» **Request**:
Repeat the material below exactly, line for line.

Stored data entries:
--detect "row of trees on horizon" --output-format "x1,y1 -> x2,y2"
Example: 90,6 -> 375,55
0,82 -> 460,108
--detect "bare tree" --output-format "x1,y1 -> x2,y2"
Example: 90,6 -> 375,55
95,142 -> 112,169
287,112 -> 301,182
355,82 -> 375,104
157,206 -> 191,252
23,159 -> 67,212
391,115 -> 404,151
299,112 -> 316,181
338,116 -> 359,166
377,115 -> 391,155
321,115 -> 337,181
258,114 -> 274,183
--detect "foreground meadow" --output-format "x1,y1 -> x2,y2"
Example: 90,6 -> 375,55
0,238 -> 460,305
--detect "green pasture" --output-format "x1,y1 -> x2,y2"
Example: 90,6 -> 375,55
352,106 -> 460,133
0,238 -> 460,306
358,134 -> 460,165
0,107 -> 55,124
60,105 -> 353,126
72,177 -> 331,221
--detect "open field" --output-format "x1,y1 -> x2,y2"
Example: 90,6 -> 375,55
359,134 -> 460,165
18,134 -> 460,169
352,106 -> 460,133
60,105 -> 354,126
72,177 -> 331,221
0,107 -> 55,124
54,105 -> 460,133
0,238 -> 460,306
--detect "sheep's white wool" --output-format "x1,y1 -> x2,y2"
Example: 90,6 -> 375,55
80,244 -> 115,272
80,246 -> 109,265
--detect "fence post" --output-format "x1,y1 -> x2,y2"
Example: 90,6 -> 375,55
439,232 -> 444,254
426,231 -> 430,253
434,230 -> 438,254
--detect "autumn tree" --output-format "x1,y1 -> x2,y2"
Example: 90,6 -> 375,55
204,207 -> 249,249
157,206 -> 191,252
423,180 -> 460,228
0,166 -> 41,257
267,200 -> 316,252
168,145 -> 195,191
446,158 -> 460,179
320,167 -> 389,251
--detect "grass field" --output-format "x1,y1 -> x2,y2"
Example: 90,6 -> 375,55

» **Task answer**:
--detect "row of trees on horizon" --output-format "x1,y1 -> x2,y2"
Example: 90,6 -> 375,55
0,82 -> 460,108
--detect "bare tree" --output-format "x1,y1 -> x2,y2"
Example: 90,6 -> 375,55
95,142 -> 112,169
287,112 -> 301,182
355,82 -> 375,104
157,206 -> 191,252
23,159 -> 67,212
391,115 -> 404,151
299,112 -> 316,181
338,116 -> 359,166
377,115 -> 391,155
321,115 -> 337,181
258,114 -> 274,183
--detect "foreground meadow" --output-format "x1,y1 -> x2,y2"
Example: 90,6 -> 375,55
0,238 -> 460,305
--detect "green pasture" --output-format "x1,y1 -> x2,y2"
Example: 90,6 -> 375,55
352,106 -> 460,133
0,238 -> 460,306
358,134 -> 460,165
0,107 -> 55,124
60,105 -> 353,126
72,177 -> 331,221
--detect "open field" --output-format "x1,y1 -> x2,y2"
Example: 90,6 -> 375,55
359,134 -> 460,165
18,134 -> 460,169
352,106 -> 460,133
60,105 -> 354,126
72,177 -> 331,221
0,107 -> 55,124
54,105 -> 460,133
0,238 -> 460,306
--detect "sheep's white wool" --output-format "x1,y1 -> x2,y2"
Example: 90,6 -> 375,55
80,244 -> 115,272
80,246 -> 109,265
--detect "fence post" --output-format "x1,y1 -> x2,y2"
Example: 90,6 -> 375,55
439,232 -> 444,254
426,231 -> 430,253
434,230 -> 438,254
--detect "autumn tree" --output-format "x1,y1 -> x2,y2"
Example: 90,6 -> 375,55
204,207 -> 249,249
157,206 -> 191,252
423,180 -> 460,228
0,166 -> 41,257
267,200 -> 316,252
168,145 -> 195,191
446,158 -> 460,179
320,167 -> 389,251
--detect "grass field" --output-format "x1,y1 -> x2,y2"
Example: 90,6 -> 375,55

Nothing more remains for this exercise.